=== Records for this exercise ===
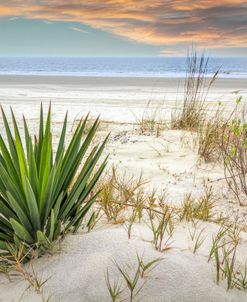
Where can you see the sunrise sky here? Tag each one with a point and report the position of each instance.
(122, 27)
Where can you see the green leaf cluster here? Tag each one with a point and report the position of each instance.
(45, 191)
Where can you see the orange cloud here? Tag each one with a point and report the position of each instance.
(160, 22)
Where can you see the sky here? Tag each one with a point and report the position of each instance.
(122, 27)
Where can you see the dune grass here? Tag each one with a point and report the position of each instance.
(196, 88)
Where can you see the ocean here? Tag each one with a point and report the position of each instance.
(118, 67)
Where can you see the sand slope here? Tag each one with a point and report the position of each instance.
(77, 272)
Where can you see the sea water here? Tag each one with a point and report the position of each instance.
(118, 67)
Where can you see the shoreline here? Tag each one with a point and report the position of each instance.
(114, 99)
(140, 80)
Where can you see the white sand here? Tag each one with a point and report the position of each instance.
(169, 162)
(116, 99)
(77, 272)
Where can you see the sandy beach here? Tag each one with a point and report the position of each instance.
(119, 99)
(169, 164)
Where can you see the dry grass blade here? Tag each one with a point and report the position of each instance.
(196, 88)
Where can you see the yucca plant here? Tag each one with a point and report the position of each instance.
(44, 193)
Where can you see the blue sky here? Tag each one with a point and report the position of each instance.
(25, 37)
(122, 27)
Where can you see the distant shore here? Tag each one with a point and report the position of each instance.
(228, 83)
(114, 98)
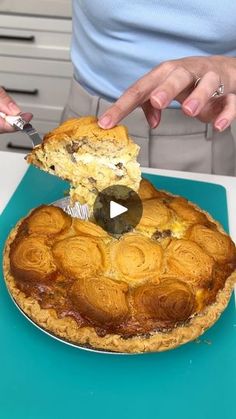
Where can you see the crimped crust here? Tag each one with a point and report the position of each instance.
(68, 330)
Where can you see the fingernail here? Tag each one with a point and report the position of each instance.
(191, 106)
(105, 121)
(222, 124)
(13, 107)
(154, 118)
(160, 98)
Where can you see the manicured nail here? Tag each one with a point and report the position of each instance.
(191, 106)
(154, 118)
(105, 121)
(222, 124)
(160, 99)
(13, 107)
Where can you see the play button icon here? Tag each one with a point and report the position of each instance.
(117, 209)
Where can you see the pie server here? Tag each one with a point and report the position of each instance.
(18, 122)
(21, 125)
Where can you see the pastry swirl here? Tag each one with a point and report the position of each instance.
(130, 294)
(80, 256)
(184, 259)
(136, 258)
(155, 214)
(216, 244)
(87, 228)
(100, 300)
(31, 259)
(170, 301)
(48, 220)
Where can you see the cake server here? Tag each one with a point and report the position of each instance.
(20, 124)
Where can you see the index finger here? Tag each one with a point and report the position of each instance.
(133, 97)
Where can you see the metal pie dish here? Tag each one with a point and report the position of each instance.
(64, 204)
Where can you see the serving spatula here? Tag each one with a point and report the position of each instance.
(18, 122)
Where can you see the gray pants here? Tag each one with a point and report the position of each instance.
(178, 143)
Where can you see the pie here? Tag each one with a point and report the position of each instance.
(152, 289)
(90, 158)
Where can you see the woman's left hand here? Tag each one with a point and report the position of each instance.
(176, 80)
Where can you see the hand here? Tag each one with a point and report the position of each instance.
(9, 107)
(174, 80)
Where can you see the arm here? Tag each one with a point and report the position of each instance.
(9, 107)
(175, 80)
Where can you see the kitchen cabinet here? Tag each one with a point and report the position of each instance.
(35, 67)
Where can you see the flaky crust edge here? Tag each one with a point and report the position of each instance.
(68, 330)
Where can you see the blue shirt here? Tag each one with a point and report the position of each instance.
(115, 42)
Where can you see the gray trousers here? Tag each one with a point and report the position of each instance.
(178, 143)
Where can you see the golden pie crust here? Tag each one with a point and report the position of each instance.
(152, 289)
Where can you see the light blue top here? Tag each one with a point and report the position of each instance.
(115, 42)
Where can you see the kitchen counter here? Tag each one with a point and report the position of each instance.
(13, 167)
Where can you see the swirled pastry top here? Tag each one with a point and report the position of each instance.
(151, 280)
(89, 157)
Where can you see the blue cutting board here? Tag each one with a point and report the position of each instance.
(41, 378)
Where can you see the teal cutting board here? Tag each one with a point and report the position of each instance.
(41, 378)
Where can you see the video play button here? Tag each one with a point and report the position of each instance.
(118, 209)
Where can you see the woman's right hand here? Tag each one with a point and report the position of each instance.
(9, 107)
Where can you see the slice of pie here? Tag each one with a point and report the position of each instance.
(89, 157)
(152, 289)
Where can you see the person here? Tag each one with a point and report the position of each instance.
(167, 70)
(9, 107)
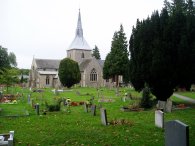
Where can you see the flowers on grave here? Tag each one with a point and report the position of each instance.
(14, 102)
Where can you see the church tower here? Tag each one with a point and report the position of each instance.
(79, 48)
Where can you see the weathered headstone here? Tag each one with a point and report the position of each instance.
(93, 110)
(161, 105)
(159, 118)
(86, 107)
(176, 134)
(32, 102)
(103, 116)
(37, 109)
(168, 107)
(29, 99)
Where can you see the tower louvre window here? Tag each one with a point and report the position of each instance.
(93, 75)
(82, 55)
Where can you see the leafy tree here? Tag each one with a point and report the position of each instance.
(96, 53)
(162, 50)
(69, 72)
(9, 77)
(117, 60)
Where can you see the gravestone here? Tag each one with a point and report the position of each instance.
(176, 133)
(159, 119)
(161, 105)
(103, 116)
(93, 110)
(32, 102)
(86, 107)
(29, 99)
(37, 109)
(168, 107)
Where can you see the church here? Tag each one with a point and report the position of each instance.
(44, 72)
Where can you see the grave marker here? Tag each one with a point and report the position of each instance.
(159, 119)
(93, 110)
(103, 116)
(176, 133)
(86, 107)
(169, 105)
(29, 99)
(37, 109)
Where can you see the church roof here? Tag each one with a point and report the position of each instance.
(85, 63)
(47, 63)
(79, 41)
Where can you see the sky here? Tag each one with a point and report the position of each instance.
(45, 28)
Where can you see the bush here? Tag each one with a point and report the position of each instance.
(53, 107)
(146, 100)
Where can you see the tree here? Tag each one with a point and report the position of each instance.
(117, 60)
(4, 59)
(161, 50)
(96, 53)
(69, 72)
(12, 59)
(9, 77)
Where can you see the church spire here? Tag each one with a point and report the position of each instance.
(79, 41)
(79, 30)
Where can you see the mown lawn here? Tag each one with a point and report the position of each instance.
(81, 128)
(188, 94)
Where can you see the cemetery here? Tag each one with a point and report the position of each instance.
(83, 116)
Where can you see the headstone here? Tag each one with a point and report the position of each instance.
(176, 134)
(86, 107)
(168, 105)
(159, 119)
(32, 103)
(103, 116)
(37, 109)
(29, 99)
(93, 110)
(161, 105)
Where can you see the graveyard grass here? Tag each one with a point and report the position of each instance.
(81, 128)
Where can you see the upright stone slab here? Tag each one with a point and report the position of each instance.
(29, 99)
(176, 134)
(86, 107)
(159, 119)
(93, 110)
(103, 116)
(161, 105)
(37, 109)
(168, 105)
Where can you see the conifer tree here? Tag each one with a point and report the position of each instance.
(117, 61)
(162, 49)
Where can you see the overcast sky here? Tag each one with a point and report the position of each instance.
(46, 28)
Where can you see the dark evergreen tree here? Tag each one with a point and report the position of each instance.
(69, 73)
(4, 59)
(162, 49)
(96, 53)
(117, 60)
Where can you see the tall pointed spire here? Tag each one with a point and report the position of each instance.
(79, 30)
(79, 42)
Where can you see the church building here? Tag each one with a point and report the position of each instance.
(44, 72)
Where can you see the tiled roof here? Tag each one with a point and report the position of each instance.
(47, 63)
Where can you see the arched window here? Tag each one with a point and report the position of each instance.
(82, 55)
(93, 75)
(47, 80)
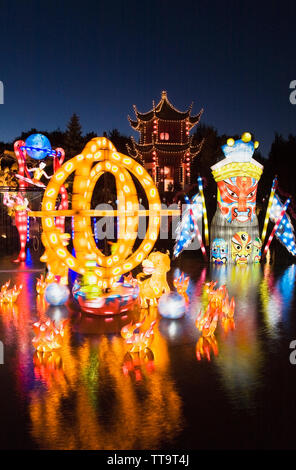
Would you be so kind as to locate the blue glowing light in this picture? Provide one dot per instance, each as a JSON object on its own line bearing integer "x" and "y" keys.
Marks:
{"x": 185, "y": 233}
{"x": 285, "y": 232}
{"x": 56, "y": 294}
{"x": 38, "y": 146}
{"x": 172, "y": 305}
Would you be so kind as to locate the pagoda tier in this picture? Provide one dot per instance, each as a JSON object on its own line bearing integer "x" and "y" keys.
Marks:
{"x": 165, "y": 152}
{"x": 165, "y": 146}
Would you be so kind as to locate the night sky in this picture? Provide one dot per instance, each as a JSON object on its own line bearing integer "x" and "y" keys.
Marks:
{"x": 234, "y": 59}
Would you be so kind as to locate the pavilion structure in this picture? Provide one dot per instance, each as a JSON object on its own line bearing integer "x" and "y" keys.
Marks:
{"x": 165, "y": 146}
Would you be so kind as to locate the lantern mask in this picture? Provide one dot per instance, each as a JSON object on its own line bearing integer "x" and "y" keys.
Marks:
{"x": 241, "y": 247}
{"x": 238, "y": 198}
{"x": 257, "y": 245}
{"x": 219, "y": 251}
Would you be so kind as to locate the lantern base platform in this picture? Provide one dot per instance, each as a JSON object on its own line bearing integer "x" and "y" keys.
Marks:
{"x": 121, "y": 298}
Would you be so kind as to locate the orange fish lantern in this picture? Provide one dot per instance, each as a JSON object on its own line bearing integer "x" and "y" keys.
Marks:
{"x": 136, "y": 339}
{"x": 9, "y": 295}
{"x": 41, "y": 285}
{"x": 135, "y": 365}
{"x": 228, "y": 307}
{"x": 217, "y": 296}
{"x": 151, "y": 289}
{"x": 228, "y": 313}
{"x": 210, "y": 286}
{"x": 48, "y": 336}
{"x": 181, "y": 285}
{"x": 206, "y": 346}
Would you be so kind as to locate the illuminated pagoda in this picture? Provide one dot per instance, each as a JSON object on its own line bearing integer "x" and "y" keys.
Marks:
{"x": 165, "y": 146}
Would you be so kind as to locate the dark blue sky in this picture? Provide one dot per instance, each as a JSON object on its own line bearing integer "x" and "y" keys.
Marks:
{"x": 235, "y": 59}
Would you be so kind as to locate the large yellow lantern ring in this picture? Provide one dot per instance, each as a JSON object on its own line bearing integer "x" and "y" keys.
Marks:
{"x": 100, "y": 156}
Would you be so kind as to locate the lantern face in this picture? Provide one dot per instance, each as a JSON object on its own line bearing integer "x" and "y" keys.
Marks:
{"x": 241, "y": 248}
{"x": 238, "y": 198}
{"x": 219, "y": 251}
{"x": 38, "y": 146}
{"x": 257, "y": 246}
===
Reproduce exactly the lines from the one containing "Would you be so kind as to locate the illuminated" through the last line of the records above, including both, and nothing else.

Would you be so kind as to locate the illuminated pagoda in this picture? Provide one dot per instance, each as a JSON object on its own line bearing integer "x" and "y" keys.
Marks:
{"x": 165, "y": 146}
Would you be so kind as to locate the dark blue sky in this picture? Provide one dot per instance, each as a JSON object on its own line bearing integer "x" and "y" keys.
Marks:
{"x": 235, "y": 59}
Would you be so kind as to locate the large yellow lantern ring in this picture? Provide one dot per instance, each as a JSON object on its own line bearing integer "x" and "y" keys.
Marks:
{"x": 100, "y": 156}
Would you be so kind as to locate the lantern face in this picture? Provide one dot per instance, each as a JSON object on its own line bearing integer "x" and "y" keys.
Marks:
{"x": 241, "y": 248}
{"x": 238, "y": 198}
{"x": 219, "y": 251}
{"x": 38, "y": 146}
{"x": 257, "y": 246}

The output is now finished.